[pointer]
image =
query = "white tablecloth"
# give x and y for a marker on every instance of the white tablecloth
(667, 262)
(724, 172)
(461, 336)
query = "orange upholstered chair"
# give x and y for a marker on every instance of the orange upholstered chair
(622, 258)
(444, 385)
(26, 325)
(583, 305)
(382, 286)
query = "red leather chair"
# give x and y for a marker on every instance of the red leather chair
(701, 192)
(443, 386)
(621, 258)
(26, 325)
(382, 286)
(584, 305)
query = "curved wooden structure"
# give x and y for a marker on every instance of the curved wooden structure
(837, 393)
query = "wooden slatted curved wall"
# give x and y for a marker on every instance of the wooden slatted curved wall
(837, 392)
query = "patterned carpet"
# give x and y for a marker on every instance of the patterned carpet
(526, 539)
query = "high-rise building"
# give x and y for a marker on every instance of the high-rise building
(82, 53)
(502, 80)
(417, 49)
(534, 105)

· · · ·

Directions for this task>
Return all of the material precisely as written.

Task answer>
[pointer]
image =
query = "white tablecloth"
# give x and y for a marker on every instance of the white tablecloth
(667, 262)
(724, 172)
(461, 336)
query = "orange upholstered chair"
# give x and y for a marker on every instance of the orange upholstered chair
(622, 258)
(444, 385)
(26, 325)
(583, 305)
(382, 286)
query = "red leather chair"
# give x and y for a marker on every instance of the red leather chair
(701, 192)
(443, 386)
(621, 258)
(26, 325)
(382, 286)
(584, 305)
query = "curved wooden structure"
# give x and y for a marker on every instance of the curved wooden structure
(837, 393)
query = "wooden slatted curved wall"
# give x and y for a marker on every instance of the wooden slatted curved wall
(837, 392)
query = "patterned carpet"
# give x and y for a marker on every instance of the patterned carpet
(526, 539)
query = "high-rise building"
# give x and y for a marker on every instance of the high-rise building
(82, 53)
(502, 80)
(417, 49)
(534, 105)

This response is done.